[Saved data entries]
********

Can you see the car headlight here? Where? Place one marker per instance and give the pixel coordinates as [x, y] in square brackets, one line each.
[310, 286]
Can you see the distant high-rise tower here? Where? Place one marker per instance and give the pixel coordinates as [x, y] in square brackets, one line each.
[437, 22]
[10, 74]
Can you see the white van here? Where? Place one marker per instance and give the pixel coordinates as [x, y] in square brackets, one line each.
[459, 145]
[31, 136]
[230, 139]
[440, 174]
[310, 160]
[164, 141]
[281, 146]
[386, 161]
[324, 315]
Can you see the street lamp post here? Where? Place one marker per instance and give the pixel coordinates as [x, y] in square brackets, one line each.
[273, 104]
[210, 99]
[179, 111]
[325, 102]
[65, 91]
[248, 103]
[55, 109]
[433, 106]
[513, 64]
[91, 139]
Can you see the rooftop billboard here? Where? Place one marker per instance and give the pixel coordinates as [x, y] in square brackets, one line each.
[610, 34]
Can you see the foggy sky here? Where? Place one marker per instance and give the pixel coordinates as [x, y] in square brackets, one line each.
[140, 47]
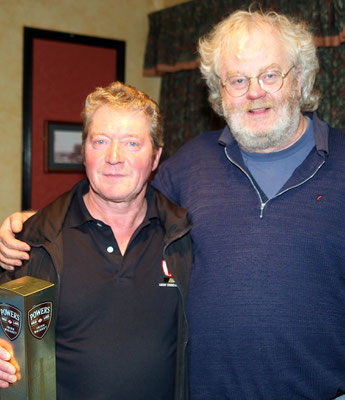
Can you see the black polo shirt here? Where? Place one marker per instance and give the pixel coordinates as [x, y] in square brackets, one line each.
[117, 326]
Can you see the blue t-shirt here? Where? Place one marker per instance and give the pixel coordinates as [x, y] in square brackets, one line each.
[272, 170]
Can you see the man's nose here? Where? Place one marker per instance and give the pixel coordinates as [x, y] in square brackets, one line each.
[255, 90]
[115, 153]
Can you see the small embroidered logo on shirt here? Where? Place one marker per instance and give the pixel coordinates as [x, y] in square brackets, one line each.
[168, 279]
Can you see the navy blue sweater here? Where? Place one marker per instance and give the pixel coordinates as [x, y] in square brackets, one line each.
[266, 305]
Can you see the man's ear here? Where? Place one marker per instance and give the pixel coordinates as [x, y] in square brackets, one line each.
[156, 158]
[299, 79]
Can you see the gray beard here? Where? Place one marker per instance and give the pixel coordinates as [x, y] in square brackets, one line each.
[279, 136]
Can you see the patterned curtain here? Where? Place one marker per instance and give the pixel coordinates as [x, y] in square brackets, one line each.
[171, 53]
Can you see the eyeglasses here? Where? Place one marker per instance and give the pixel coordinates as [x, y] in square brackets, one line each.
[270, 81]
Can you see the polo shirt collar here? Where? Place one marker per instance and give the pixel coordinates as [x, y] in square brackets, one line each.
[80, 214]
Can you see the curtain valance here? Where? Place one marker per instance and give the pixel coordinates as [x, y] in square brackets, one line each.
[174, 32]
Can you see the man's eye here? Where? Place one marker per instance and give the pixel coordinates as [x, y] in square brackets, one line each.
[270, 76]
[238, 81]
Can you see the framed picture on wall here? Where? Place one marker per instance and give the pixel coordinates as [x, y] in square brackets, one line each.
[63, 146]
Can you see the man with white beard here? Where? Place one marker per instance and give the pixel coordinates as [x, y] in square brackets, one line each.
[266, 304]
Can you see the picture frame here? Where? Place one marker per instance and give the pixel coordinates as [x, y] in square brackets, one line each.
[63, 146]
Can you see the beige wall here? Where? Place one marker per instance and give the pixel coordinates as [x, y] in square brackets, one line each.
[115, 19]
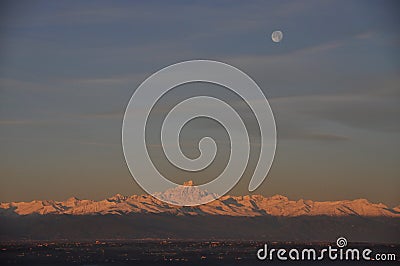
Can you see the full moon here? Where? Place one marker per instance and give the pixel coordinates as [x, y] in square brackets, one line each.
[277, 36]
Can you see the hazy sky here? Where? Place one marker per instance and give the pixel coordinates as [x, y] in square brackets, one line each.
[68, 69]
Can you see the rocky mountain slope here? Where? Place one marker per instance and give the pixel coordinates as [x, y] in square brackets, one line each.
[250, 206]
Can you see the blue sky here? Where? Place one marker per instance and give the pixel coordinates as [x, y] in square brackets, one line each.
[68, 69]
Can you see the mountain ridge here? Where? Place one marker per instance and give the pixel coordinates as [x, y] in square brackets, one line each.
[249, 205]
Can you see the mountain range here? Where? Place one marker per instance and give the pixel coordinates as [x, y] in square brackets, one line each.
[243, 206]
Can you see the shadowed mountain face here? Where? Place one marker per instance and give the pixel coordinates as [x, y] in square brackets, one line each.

********

* Written exercise: Repeat the data exactly in full, omitting its pictures.

* Task output:
Can you see the car headlight here? Where? Place one marker per instance and give the pixel coordinates as [x, y] in square brackets, one line each.
[310, 286]
Can you see the distant high-rise tower here? Where? Place one marker per instance and give the pixel coordinates as [x, y] in square brackets, one line each.
[437, 22]
[10, 74]
Can you see the white van here? Where? Place one marker per instance and give the pixel coordinates as [x, y] in square brackets, one line each.
[459, 145]
[31, 136]
[230, 139]
[440, 174]
[310, 160]
[164, 141]
[281, 146]
[386, 161]
[324, 315]
Can you see the street lamp post here? Where? Place one marker per instance and give the pixel coordinates as [x, y] in square brackets, one line each.
[273, 104]
[210, 99]
[179, 111]
[325, 102]
[65, 91]
[248, 103]
[55, 109]
[433, 106]
[513, 64]
[91, 139]
Can you see the rooftop billboard here? Where? Place one marker per instance and give the pixel coordinates as [x, y] in square brackets, one line each.
[610, 34]
Can you see the foggy sky here? Where? Place one marker per instance and give the pixel coordinates as [x, y] in square brackets, one line each.
[140, 47]
Can you see the black polo shirt here? Where? Place one marker per instance and give the pixel coordinates as [x, y] in square brackets, one line each.
[117, 326]
Can you see the blue t-shirt here? Where? Place one marker per instance and give the pixel coordinates as [x, y] in square brackets, one line each.
[272, 170]
Can you see the man's nose here? Where? Place one marker per instance and give the pixel coordinates as [x, y] in square brackets, one line each.
[255, 90]
[115, 153]
Can you see the small embroidered logo on shirt here? Where? Place one marker per instance and give the pixel coordinates as [x, y] in square brackets, one line each.
[168, 279]
Can you see the navy blue sweater here? Where? Place one marker per instance and give the pixel coordinates as [x, y] in square brackets, one line each.
[266, 305]
Can you see the man's ear here? Where? Place one marker per instance and give the pixel coordinates as [x, y] in square brackets, one line each.
[156, 158]
[299, 79]
Can you see the gray beard here? Where? Place one marker per instance and give the pixel coordinates as [x, y] in square brackets, one line each.
[279, 136]
Can you see the patterned curtain here? Where? Place one marker per instance and give the pixel coordinates as [x, y] in square brackets, one line each.
[171, 53]
Can you see the eyeglasses here? Where? Place one marker per instance and give the pixel coordinates as [x, y] in square brackets, one line each.
[270, 81]
Can you see the polo shirt collar here? Where? Place one marker per instance and give the pixel coordinates as [x, y] in square brackets, one line each.
[80, 214]
Can you see the curtain valance here? Where? Place one marker per instance and give the pixel coordinates as [x, y] in square brackets, one line each.
[174, 32]
Can you see the man's eye here? Where? Place one marker per instance and give the pixel coordinates as [x, y] in square brackets, one line each.
[270, 76]
[238, 81]
Can you see the framed picture on wall here? Where? Place one marker per instance and give the pixel coordinates as [x, y] in square brackets, one line each.
[63, 146]
Can you see the man with white beard here? Where? Place one marker per instance and give the pixel coordinates as [x, y] in square brackets, one line each.
[266, 304]
Can you see the picture frame here? Where? Place one marker per instance and give the pixel coordinates as [x, y] in square brackets, one line each.
[63, 146]
Can you see the beige wall here? Where? Place one marker per instance and give the pixel coordinates as [x, y] in square brackets, one line each.
[115, 19]
Can you see the full moon here? Where? Place one marker per instance and give the pixel coordinates as [x, y] in square brackets, one line each.
[277, 36]
Can you see the hazy sky here? Where? Place one marker per instance and give the pixel coordinates as [x, y] in square brackets, one line each.
[68, 69]
Can you see the rocky mountain slope here? Where? Place one marker per instance and give the pixel coordinates as [x, y] in square brackets, one line each.
[250, 206]
Can you see the blue sky here? Where? Place one marker per instance and give the pixel coordinates as [x, y] in square brackets, one line each.
[68, 69]
Can you see the mountain ridge here? Where? Place one marker per instance and give the pixel coordinates as [x, y] in square brackets, one line each.
[249, 205]
Can you see the mountain range here? Where? Place one marker per instance and give the pixel coordinates as [x, y] in square brackets, one line each.
[243, 206]
Can you see the shadowed mountain face here? Where? Place one marker per instance and give the pixel coordinates as [x, y] in square brackets, one line each.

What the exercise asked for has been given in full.